Description of the task: Copy the rows below word for word, keeping every line as it stands.
________
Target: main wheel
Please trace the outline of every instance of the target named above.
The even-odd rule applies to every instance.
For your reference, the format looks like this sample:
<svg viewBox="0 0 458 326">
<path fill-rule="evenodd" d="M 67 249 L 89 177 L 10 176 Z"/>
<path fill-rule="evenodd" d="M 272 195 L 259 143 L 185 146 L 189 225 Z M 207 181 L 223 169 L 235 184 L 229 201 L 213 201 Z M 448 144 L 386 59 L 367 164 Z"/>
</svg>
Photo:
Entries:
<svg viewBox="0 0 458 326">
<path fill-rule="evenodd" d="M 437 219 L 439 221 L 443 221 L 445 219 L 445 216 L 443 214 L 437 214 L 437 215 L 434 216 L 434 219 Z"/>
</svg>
________
Solution:
Target: main wheel
Please trace the outline of every instance of the target named above.
The even-odd rule applies to every instance.
For your reference, the format looks like this sample:
<svg viewBox="0 0 458 326">
<path fill-rule="evenodd" d="M 67 249 L 89 177 L 10 176 Z"/>
<path fill-rule="evenodd" d="M 272 195 L 259 143 L 185 146 L 189 225 Z M 207 181 L 223 169 L 235 184 L 229 201 L 213 201 Z M 448 144 L 386 59 L 367 164 Z"/>
</svg>
Photo:
Entries:
<svg viewBox="0 0 458 326">
<path fill-rule="evenodd" d="M 437 219 L 439 221 L 443 221 L 445 219 L 445 216 L 443 214 L 437 214 L 437 215 L 434 216 L 434 219 Z"/>
</svg>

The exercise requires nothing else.